---------- Material provided

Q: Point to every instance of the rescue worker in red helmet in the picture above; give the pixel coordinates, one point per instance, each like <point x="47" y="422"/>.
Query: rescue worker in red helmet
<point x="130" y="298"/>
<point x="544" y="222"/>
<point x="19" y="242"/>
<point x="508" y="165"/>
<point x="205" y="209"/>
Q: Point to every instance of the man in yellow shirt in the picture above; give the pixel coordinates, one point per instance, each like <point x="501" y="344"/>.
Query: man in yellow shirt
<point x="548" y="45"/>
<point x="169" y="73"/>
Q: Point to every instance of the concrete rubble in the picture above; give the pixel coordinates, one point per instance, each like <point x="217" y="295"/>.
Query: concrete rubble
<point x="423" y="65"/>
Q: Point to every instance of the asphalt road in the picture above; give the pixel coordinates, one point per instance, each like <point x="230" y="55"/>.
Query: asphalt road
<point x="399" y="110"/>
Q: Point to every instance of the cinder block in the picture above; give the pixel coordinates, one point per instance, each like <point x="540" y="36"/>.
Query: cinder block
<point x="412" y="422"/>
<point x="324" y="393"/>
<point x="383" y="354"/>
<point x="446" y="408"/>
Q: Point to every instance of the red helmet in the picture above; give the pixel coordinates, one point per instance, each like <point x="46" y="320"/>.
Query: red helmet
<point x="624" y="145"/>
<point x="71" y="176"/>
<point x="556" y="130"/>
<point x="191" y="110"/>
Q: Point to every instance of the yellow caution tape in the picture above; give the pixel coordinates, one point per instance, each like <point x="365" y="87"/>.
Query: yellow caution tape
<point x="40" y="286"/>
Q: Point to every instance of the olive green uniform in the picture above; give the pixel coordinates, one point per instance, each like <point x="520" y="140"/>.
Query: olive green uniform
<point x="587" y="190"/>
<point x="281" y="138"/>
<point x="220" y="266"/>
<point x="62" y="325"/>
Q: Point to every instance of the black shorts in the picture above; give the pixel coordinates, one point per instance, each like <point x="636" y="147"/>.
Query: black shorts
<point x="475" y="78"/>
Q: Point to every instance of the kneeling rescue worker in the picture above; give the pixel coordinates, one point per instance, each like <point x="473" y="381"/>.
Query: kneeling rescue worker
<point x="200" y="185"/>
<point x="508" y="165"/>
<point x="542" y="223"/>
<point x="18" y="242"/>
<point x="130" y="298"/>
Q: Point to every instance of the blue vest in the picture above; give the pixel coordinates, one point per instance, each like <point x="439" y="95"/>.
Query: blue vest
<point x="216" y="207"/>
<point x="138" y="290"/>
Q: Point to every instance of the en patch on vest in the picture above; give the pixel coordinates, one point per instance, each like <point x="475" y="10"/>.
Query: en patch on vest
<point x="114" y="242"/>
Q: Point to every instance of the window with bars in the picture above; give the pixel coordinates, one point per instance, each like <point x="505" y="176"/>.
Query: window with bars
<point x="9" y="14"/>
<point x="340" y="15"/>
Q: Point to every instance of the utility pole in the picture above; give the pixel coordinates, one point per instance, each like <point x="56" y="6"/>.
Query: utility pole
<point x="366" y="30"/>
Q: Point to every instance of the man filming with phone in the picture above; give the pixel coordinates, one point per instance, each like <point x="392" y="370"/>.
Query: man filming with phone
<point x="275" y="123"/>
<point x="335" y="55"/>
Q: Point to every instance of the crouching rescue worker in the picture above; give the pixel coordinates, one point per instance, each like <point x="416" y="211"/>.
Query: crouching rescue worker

--------------------

> [Written task]:
Copy these lines again, switching each "rescue worker" to "first responder" and keeping everything else the same.

> [Response to the task]:
Q: Point to every instance of the first responder in red helmet in the picture above; give the pixel coordinates, one point per instance, each like <point x="47" y="422"/>.
Query: first responder in red helmet
<point x="130" y="298"/>
<point x="544" y="222"/>
<point x="19" y="242"/>
<point x="508" y="165"/>
<point x="205" y="209"/>
Q: Point to every instance of the man in yellow shirt in the picture above; give the pixel coordinates, one point per instance, each like <point x="501" y="344"/>.
Query: man in yellow shirt
<point x="548" y="45"/>
<point x="169" y="73"/>
Q: Point to every instance of the concrete rubble in the picture above; give the pixel coordinates, one point per instance, each like <point x="217" y="295"/>.
Query: concrete rubble
<point x="423" y="65"/>
Q: Point to every instance of the asphalt road in the picture above; give the pixel coordinates, one point per instance, each like <point x="230" y="55"/>.
Query: asphalt road
<point x="399" y="110"/>
Q: Point to every instance of the cinder block in the picture above; give the pixel coordinates, one point per instance, each like <point x="540" y="36"/>.
Query: cinder block
<point x="412" y="422"/>
<point x="324" y="393"/>
<point x="383" y="354"/>
<point x="446" y="408"/>
Q: Point to every instance of the red helmet in the picture above; give the pixel coordinates, one point per instance, each like <point x="46" y="320"/>.
Query: red helmet
<point x="624" y="145"/>
<point x="71" y="176"/>
<point x="556" y="130"/>
<point x="191" y="110"/>
Q: Point to every instance of the yellow caution tape in the picture above; give the pixel coordinates, one point per instance, each like <point x="365" y="87"/>.
Query: yellow caution tape
<point x="40" y="286"/>
Q: Point to every instance of the olive green uniform in the picture above; give the pixel coordinates, one point per instance, each like <point x="520" y="140"/>.
Query: olive green uniform
<point x="587" y="190"/>
<point x="281" y="138"/>
<point x="220" y="266"/>
<point x="62" y="325"/>
Q: Point to every instance of the black shorts in the picture above; give the pixel coordinates, one point per instance, each like <point x="636" y="147"/>.
Query: black shorts
<point x="475" y="78"/>
Q: Point to every instance of the kneeling first responder in the picture above; give the pixel coordinates, one point per instance, each like <point x="473" y="381"/>.
Query: kneeling first responder
<point x="200" y="185"/>
<point x="508" y="165"/>
<point x="542" y="223"/>
<point x="18" y="242"/>
<point x="130" y="298"/>
Q: Point to every instance of the blue vest in the picture above; give the pixel coordinates, one point per instance, each like <point x="439" y="95"/>.
Query: blue vest
<point x="216" y="207"/>
<point x="138" y="290"/>
Q: Point to every instance of the en patch on vest in the picture above; give the pixel coordinates, one point per instance, each like <point x="475" y="10"/>.
Query: en patch on vest
<point x="114" y="242"/>
Q: Point to every instance of the window with bars in the picture above; give the pixel coordinates, one point per instance, each like <point x="505" y="176"/>.
Query: window with bars
<point x="9" y="14"/>
<point x="340" y="15"/>
Q: Point to every instance of the utility pole in the picture above; give the pixel coordinates, one point per instance, each like <point x="56" y="6"/>.
Query: utility pole
<point x="366" y="30"/>
Q: Point to every instance of the man filming with phone in the picture above; give the pixel coordinates, one point per instance, each like <point x="392" y="370"/>.
Query: man filming with phone
<point x="275" y="123"/>
<point x="335" y="55"/>
Q: Point to every instance of the crouching first responder in the picture above; give the pixel coordinates, one point per instance, each like <point x="416" y="211"/>.
Query: crouching first responder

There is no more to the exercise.